• **Your objective**:
Scale the records starting at the very first line and ending at the line containing "point(394, 169)", both included, and write those lines out again with the requests kept in. Multiply every x and y coordinate in the answers by 1.2 and round each result to a whole number, rounding halves up.

Records from a point labeling set
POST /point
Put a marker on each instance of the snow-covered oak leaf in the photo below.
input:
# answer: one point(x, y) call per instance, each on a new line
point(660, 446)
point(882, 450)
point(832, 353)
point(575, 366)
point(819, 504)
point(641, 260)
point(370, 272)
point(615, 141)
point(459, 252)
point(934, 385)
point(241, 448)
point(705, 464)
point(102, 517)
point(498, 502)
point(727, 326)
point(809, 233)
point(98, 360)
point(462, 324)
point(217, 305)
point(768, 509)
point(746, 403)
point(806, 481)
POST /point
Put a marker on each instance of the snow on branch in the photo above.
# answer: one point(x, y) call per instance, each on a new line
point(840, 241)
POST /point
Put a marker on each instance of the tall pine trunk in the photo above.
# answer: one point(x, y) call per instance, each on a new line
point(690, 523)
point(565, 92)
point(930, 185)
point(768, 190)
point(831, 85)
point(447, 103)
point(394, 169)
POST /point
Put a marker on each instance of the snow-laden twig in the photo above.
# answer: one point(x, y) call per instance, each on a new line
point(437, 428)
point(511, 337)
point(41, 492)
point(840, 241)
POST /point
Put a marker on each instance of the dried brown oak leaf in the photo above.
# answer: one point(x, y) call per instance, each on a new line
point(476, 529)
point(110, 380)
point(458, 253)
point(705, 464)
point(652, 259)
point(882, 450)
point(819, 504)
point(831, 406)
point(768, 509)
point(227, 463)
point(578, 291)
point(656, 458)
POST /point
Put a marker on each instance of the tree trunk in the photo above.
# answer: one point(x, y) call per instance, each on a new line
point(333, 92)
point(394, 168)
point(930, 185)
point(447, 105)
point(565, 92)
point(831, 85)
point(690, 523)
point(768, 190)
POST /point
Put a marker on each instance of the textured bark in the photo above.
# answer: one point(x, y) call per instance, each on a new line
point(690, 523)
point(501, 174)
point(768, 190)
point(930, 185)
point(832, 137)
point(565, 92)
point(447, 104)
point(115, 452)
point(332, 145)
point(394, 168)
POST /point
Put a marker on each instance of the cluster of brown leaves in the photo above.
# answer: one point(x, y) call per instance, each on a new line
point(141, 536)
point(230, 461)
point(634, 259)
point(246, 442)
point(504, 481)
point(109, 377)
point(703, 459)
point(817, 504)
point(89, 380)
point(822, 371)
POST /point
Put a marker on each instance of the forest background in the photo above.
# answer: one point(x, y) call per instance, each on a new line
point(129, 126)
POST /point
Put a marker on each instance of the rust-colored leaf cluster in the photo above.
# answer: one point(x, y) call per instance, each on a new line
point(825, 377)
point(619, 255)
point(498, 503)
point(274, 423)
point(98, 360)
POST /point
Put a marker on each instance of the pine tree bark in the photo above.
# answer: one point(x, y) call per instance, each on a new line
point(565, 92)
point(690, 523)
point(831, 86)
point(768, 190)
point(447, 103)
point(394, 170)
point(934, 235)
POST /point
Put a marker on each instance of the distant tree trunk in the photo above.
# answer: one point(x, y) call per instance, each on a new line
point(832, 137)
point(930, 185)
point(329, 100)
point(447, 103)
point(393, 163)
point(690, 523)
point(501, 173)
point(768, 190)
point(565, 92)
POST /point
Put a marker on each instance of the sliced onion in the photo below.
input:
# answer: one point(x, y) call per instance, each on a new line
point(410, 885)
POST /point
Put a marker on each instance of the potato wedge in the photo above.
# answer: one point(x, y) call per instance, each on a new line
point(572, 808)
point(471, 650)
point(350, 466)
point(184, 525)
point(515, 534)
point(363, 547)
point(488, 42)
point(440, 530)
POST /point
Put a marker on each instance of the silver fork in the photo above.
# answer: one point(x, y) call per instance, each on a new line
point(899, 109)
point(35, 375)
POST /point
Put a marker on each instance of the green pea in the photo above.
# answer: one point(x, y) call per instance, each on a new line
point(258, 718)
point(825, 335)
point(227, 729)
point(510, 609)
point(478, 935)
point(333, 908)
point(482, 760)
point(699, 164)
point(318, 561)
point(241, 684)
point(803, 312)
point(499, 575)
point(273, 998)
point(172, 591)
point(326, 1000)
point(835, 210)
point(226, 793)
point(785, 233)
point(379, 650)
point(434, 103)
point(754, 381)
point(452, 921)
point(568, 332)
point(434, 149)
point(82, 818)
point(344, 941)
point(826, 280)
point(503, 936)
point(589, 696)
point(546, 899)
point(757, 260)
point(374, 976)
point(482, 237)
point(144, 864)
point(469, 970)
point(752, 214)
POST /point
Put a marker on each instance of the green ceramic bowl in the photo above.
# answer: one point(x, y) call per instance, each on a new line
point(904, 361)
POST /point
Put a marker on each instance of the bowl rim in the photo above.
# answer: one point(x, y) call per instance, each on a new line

• **Solution to the problem**:
POST /point
Put a marker on each instance of the snow-covered oak leaf in the photo below.
input:
# answer: one point(x, y) call per instance, each on a new line
point(792, 535)
point(1058, 540)
point(998, 424)
point(690, 439)
point(983, 605)
point(769, 312)
point(444, 326)
point(738, 169)
point(551, 302)
point(1121, 462)
point(289, 538)
point(846, 557)
point(122, 620)
point(598, 602)
point(872, 391)
point(971, 280)
point(118, 432)
point(554, 389)
point(260, 366)
point(922, 611)
point(895, 484)
point(967, 577)
POST /point
Put a marker on each instance of the snow on branch in the photo above.
# answer: one point(x, y) call per instance, each on a new line
point(1008, 289)
POST /point
Put a marker on each instance of the tall pine trunk in the photo above.
# answer: one point(x, y) call per instance, each on a new line
point(828, 628)
point(678, 110)
point(1116, 222)
point(922, 228)
point(997, 102)
point(536, 124)
point(473, 203)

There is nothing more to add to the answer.